# GIVEN REQUEST
Copy out only the stretch of items from the line containing "green tree in the picture above?" through the end of the items, requests included. Multiply every coordinate in the answers by 0.4 and round each to a whole number, with halves going up.

┌─ ROWS

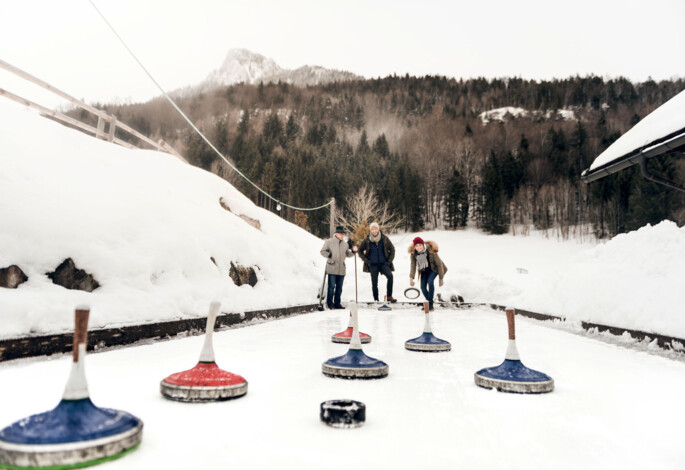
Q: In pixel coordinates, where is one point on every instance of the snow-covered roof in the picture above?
(661, 131)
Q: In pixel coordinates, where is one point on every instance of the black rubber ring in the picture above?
(343, 413)
(410, 289)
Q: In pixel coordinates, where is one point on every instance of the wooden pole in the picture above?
(80, 329)
(356, 300)
(331, 222)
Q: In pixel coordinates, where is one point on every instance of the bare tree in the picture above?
(361, 209)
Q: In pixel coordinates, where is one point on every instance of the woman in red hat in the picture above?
(425, 259)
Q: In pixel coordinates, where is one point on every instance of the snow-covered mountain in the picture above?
(241, 65)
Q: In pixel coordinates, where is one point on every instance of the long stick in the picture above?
(356, 300)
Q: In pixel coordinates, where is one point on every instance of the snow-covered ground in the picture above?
(146, 226)
(613, 406)
(501, 114)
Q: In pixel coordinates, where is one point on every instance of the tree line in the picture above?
(429, 148)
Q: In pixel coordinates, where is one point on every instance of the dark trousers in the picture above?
(384, 269)
(427, 287)
(334, 290)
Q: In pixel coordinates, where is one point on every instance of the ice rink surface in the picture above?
(614, 405)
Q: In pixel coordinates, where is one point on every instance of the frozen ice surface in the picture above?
(613, 406)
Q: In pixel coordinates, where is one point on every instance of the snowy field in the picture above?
(147, 227)
(613, 406)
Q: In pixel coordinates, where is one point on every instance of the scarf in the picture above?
(422, 260)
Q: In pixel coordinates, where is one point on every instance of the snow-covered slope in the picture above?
(143, 223)
(146, 226)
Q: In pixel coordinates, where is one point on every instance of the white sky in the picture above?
(67, 44)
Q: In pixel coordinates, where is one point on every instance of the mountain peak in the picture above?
(242, 65)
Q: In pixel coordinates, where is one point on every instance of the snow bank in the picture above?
(663, 121)
(633, 281)
(144, 224)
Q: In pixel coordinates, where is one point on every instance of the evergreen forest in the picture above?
(504, 155)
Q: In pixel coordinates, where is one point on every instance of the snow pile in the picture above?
(504, 113)
(665, 120)
(633, 281)
(500, 113)
(147, 226)
(144, 224)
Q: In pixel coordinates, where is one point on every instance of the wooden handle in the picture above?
(510, 322)
(80, 329)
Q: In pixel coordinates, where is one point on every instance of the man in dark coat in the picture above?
(377, 253)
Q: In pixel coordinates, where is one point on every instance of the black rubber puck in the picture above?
(343, 413)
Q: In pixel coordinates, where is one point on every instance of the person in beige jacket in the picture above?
(336, 250)
(425, 260)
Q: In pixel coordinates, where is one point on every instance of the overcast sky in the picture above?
(66, 43)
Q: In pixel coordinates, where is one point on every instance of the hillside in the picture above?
(502, 154)
(150, 229)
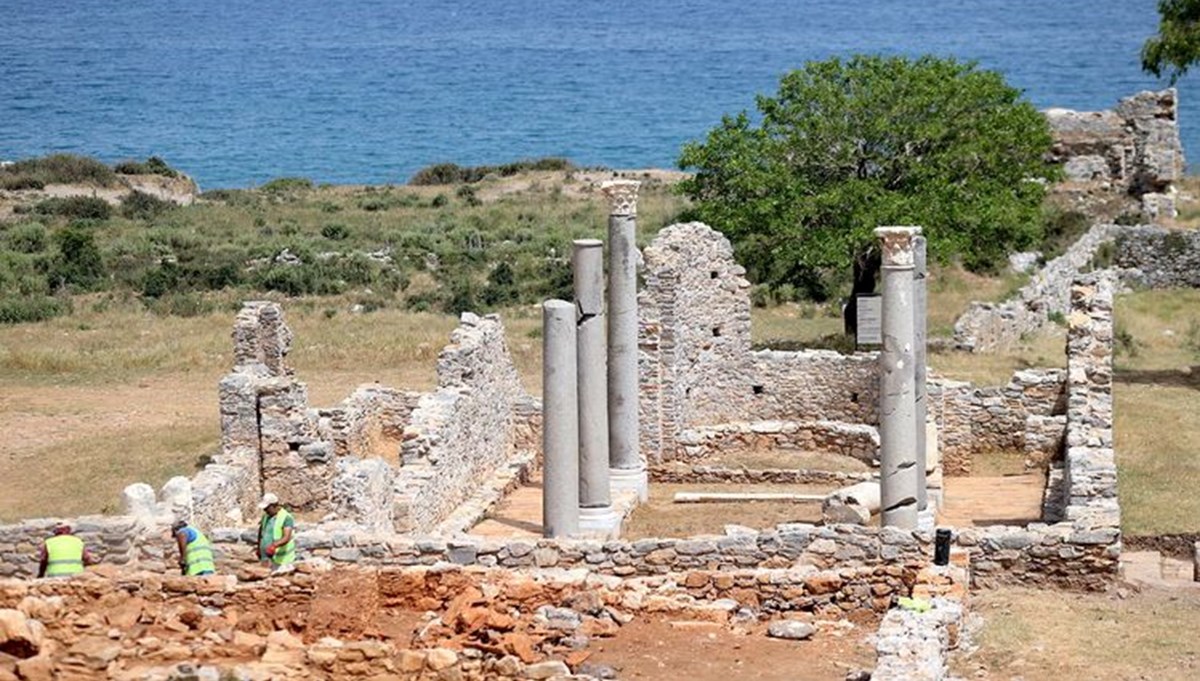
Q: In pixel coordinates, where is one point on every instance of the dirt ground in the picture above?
(700, 651)
(660, 517)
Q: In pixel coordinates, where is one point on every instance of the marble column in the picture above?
(919, 315)
(561, 422)
(628, 470)
(898, 419)
(595, 500)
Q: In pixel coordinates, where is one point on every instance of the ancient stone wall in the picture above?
(1157, 258)
(1027, 415)
(988, 326)
(114, 540)
(1133, 150)
(696, 365)
(461, 433)
(1090, 471)
(713, 443)
(370, 422)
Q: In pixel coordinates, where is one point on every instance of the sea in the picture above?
(367, 91)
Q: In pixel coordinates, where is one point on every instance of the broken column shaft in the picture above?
(561, 425)
(595, 500)
(919, 317)
(628, 471)
(898, 419)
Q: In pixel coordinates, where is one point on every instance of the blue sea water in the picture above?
(237, 92)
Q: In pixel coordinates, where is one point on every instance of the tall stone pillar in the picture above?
(919, 315)
(898, 419)
(628, 470)
(595, 500)
(561, 421)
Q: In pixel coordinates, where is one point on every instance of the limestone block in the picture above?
(138, 499)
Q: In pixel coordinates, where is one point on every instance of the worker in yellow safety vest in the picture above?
(64, 554)
(195, 550)
(276, 544)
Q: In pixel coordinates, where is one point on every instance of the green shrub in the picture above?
(181, 305)
(28, 237)
(151, 166)
(77, 208)
(61, 169)
(18, 182)
(286, 185)
(335, 231)
(455, 174)
(37, 308)
(141, 205)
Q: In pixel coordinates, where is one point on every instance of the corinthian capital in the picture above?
(622, 196)
(898, 247)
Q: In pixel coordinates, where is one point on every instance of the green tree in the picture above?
(849, 145)
(1177, 44)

└─

# REPLY
Q: In pixel coordinates, where is one point on every instance of the green tree in the picture above?
(340, 58)
(471, 18)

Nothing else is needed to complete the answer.